**Brief**
Quote all of the data that follows exactly as written, skipping the images.

A block of data
*-*-*

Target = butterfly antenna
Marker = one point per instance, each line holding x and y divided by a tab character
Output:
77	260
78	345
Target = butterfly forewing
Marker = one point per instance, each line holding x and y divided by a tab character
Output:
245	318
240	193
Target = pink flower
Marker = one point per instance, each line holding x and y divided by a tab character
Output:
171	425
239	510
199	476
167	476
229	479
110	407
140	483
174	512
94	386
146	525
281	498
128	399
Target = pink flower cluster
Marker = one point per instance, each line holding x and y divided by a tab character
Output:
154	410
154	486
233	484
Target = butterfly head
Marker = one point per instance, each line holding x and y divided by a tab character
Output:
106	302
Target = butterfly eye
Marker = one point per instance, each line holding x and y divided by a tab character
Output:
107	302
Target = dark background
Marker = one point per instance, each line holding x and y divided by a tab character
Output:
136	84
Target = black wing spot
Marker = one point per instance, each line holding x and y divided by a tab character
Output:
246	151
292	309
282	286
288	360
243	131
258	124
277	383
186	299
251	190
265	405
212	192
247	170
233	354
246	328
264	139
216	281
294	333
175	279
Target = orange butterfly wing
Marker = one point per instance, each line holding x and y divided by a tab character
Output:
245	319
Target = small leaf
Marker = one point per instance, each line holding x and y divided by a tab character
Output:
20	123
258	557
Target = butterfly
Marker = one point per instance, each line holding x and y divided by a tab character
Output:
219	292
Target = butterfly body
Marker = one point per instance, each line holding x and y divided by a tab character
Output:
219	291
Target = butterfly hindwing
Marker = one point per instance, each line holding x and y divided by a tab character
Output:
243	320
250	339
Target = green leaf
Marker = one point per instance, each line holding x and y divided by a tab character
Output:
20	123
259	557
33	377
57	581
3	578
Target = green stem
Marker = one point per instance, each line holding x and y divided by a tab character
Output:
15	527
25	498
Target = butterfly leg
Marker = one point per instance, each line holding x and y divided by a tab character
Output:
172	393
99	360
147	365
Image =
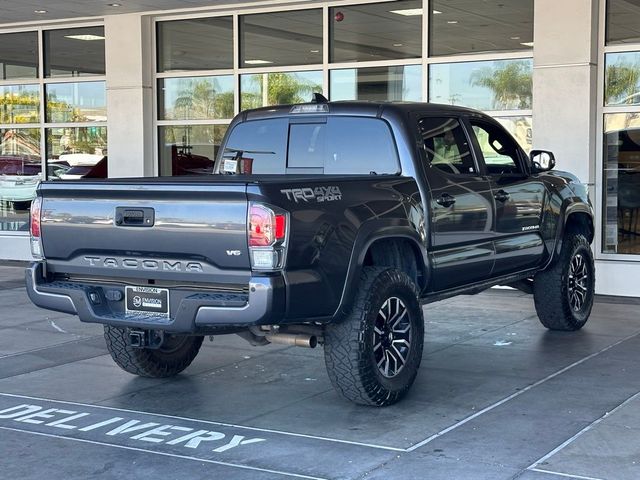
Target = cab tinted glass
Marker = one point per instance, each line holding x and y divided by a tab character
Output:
446	146
334	145
499	150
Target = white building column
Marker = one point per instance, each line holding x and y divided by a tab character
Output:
565	56
129	53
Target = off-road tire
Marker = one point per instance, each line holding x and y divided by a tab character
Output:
349	345
167	361
552	287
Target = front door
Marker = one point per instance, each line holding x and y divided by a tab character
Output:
461	206
518	197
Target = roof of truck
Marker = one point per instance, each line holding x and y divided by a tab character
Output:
350	107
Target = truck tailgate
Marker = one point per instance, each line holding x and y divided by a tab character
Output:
147	229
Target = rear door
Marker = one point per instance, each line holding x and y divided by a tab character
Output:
518	197
461	205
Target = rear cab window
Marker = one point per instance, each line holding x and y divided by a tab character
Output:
330	145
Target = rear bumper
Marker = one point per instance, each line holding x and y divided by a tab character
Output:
192	310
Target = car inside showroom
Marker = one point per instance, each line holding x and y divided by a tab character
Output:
450	184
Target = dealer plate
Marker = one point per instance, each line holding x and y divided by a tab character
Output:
147	300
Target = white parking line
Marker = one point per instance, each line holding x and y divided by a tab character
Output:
535	464
209	422
566	475
516	394
164	454
349	442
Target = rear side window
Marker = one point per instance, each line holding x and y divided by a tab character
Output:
328	145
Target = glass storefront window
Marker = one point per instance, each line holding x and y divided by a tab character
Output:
486	85
76	102
521	128
19	104
403	82
379	31
470	26
281	38
195	98
622	78
264	89
18	55
74	52
189	149
195	44
20	173
76	152
621	223
622	20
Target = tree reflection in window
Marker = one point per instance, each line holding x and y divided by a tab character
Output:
279	88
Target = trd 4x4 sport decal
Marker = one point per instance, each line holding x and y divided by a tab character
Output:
317	194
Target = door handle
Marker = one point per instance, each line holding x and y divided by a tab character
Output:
446	200
501	196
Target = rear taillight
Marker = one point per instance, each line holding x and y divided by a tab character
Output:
36	239
267	234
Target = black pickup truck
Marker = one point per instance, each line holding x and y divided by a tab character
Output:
326	222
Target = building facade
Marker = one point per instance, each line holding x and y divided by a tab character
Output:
129	90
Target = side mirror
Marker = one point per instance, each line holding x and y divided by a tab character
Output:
542	160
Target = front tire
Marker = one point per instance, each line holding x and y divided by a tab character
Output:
564	293
372	356
171	358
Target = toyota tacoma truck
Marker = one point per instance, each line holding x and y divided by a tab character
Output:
326	223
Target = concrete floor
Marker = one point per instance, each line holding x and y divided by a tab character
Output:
497	397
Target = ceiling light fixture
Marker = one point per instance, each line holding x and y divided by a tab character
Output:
88	37
257	62
407	12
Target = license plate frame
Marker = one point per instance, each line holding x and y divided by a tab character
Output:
146	300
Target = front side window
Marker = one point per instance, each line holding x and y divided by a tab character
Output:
499	150
446	146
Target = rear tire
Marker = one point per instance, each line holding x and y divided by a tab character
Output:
173	357
563	294
372	356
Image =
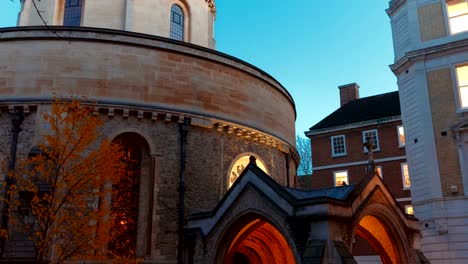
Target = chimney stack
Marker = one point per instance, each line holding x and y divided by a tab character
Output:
348	93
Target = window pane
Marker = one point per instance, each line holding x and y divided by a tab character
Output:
464	96
72	13
459	24
341	178
462	75
401	136
372	135
409	209
338	145
406	179
379	170
457	8
177	23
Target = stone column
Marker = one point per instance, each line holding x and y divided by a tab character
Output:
328	241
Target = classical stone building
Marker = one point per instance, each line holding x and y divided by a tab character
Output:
191	117
431	63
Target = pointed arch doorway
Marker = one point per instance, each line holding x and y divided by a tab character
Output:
256	241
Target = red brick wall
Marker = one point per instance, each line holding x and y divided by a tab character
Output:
388	141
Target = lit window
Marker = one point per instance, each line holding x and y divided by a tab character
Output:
341	178
409	209
462	78
177	23
72	13
338	145
239	167
458	15
405	176
401	136
374	138
379	171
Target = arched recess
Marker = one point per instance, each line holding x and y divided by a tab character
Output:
383	230
240	163
128	204
255	240
187	17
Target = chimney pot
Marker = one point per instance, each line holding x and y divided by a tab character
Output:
348	93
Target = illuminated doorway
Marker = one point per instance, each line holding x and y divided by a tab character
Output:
373	233
125	200
256	241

*-*-*

**Result**
Target = butterfly antenna
Marker = one point per instance, each line holding x and y divided by a tab character
Output:
77	260
78	345
Target = butterfly forewing
Marker = one point per instance, each line holding x and y divided by a tab character
Output:
245	318
240	193
Target = pink flower
Marker = one point per instance, each line holding x and y divided by a tab character
Output:
171	425
239	510
199	476
167	476
229	479
110	407
140	483
174	512
94	386
146	525
281	498
128	399
Target = pink flower cluster
Marker = one point per instance, each line holding x and y divided by a tab character
Output:
154	410
154	486
233	484
Target = butterfly head
Marker = one point per instance, each line holding x and y divided by a tab character
Output:
106	302
Target = butterfly eye
Marker = one point per instance, each line holding x and y divided by a tab character
Output:
107	302
Target = dark background
Marker = one point per instance, each line holding x and y divided by a tab character
Output:
136	84
Target = black wing spot
Marker = one point per instance, each line holding x and y divided by a tab character
Output:
246	151
292	309
282	286
288	360
243	131
258	124
277	383
186	299
251	190
265	405
212	192
247	170
233	354
246	328
264	139
216	281
294	333
175	279
Target = orange butterfly wing
Marker = one point per instance, each line holding x and y divided by a tab character
Output:
245	319
Target = small leaf
Marker = one point per instance, each line holding x and y divided by a tab character
Output:
20	123
258	557
Target = butterfly
Marker = one point per instance, each line holding x and y divided by a tab character
Output:
219	292
Target = butterfly body
Marker = one point per instance, each line holding x and y divided by a tab character
Output:
219	291
Target = butterfly hindwing
Marker = one point per instance, each line holding x and y divided by a tab character
Output:
243	320
250	339
Target = green leaf
Marker = one point per instance, each line holding x and y divided by a tab character
Output:
20	123
259	557
33	377
57	581
3	578
Target = green stem
Marker = one point per instance, each line holding x and y divided by a tab character
Output:
15	527
25	498
Target = butterfly leg
Marker = one point per instance, each line holding x and y divided by a tab character
Output:
172	393
99	360
147	365
Image =
Target = cab tinted glass
Marker = one point per instance, each line holding x and y divided by a tab character
Output:
446	146
334	145
499	150
Target = white building column
Marker = one point per instance, each line holding x and y divided by a tab character
Output:
565	56
129	53
Target = off-road tire
Marker = one point per instance, each line holding x and y divided by a tab character
Output:
349	345
167	361
552	287
Target = front door
Marker = one point per instance, each line holding x and y divided by a tab character
Output:
461	206
518	197
Target = roof of truck
Marker = one point per instance, each line holding x and y divided by a tab character
Output:
350	107
Target = truck tailgate
Marker = one point per instance, each line holding x and y divided by a tab character
Output:
147	229
Target = rear door
Marker = one point per instance, each line holding x and y divided by a tab character
Output:
518	197
461	205
Target = rear cab window
Marker = one point per instance, each line holding x and y divided by a tab character
Output:
330	145
Target = rear bumper
Marker = one point per instance, each line holding x and y divided by a tab character
Output:
192	310
Target = car inside showroom
Marker = one point per instance, each line holding x and y divided by a tab character
Output:
450	184
Target = dealer plate
Marker = one point per instance, each line holding x and y divided by a tab character
Output:
147	300
Target = white parking line
Marker = one point per instance, each line holding x and y divided by a tab character
Output:
535	464
209	422
566	475
516	394
164	454
349	442
Target = rear side window
Marker = one point per instance, each line holding x and y divided by a tab character
Output:
328	145
Target = glass storefront window
Marker = one point per instance, each line holding x and y divided by a tab character
Output:
486	85
76	102
521	128
19	104
403	82
379	31
470	26
281	38
195	98
622	78
264	89
18	55
74	52
189	149
195	44
20	173
76	152
621	223
622	20
Target = tree reflection in window
Marker = one point per instance, each line holding x and y divided by a tab character
Output:
279	88
Target = trd 4x4 sport decal
Marker = one point per instance, each line holding x and y divided by a tab character
Output:
317	194
Target = door handle
Marker = one point per instance, each line holding x and y divided by a tab character
Output:
446	200
501	196
Target = rear taillight
Marker = one point per instance, each line holding x and y divided by a tab character
Output:
36	239
267	234
Target = black pickup truck
Marker = one point per instance, each line holding x and y divided by a tab character
Output:
326	222
Target = building facade
Marker = one point per instance, each line holding x and y divided by a tab character
Output:
129	90
Target = side mirror
Marker = one point per instance, each line holding x and y divided by a tab character
Output:
542	160
Target = front tire
Marker = one point per instance, each line holding x and y divided by a tab character
Output:
564	293
372	356
171	358
Target = toyota tacoma truck
Marker = one point per instance, each line holding x and y divided by a tab character
Output:
326	223
Target = concrete floor
Marker = one point per instance, each line holding x and y divided by a tab character
Output:
497	397
Target = ceiling light fixture
Marker = one point per instance, each line holding x and y divided by a tab character
Output:
88	37
257	62
407	12
Target = license plate frame
Marker = one point per instance, each line holding x and y divided by a tab character
Output:
146	300
Target = front side window
Marker = one point per instance, each line holding x and y divided by a tab character
Output:
499	150
446	146
Target = rear tire
Marker = one point per instance, each line holding x and y divided by a tab character
Output:
173	357
563	294
372	356
Image =
Target = chimney stack
Marker = one point per instance, each line holding x and y divided by a tab character
Output:
348	93
Target = window pane
Marker = one point per instance, each line holding x and y divided by a tab character
Output:
464	96
72	13
459	24
341	178
462	75
401	136
372	135
409	209
338	145
406	179
379	170
457	8
177	23
Target = stone column
Marker = one point per instance, each line holding x and y divided by a tab character
Output:
328	241
Target = classical stone building
Marker = one point per instance, each line holding x and y divided by a tab character
Output:
191	117
431	63
Target = pointed arch doorway
Marker = one point per instance, each line holding x and y divided by a tab character
Output:
256	241
Target = red brick wall
Marker = one point per instance, each line holding x and y divided by a tab character
Output:
388	141
Target = lit window
Marker = one point per instance, each line holding x and y divided by a tab character
Output:
341	178
409	209
462	78
177	23
72	13
338	145
239	167
458	15
405	176
401	136
374	138
379	171
Target = arched recess
Marker = one point per instance, each line holding x and y divided by a tab character
Output:
383	230
240	163
128	204
255	240
187	17
Target = chimney pot
Marker = one point per instance, each line holding x and y divided by a tab character
Output:
348	93
Target = illuminated doorway
Marker = one point per instance, each line holding x and y divided by a tab character
Output:
373	233
125	200
256	241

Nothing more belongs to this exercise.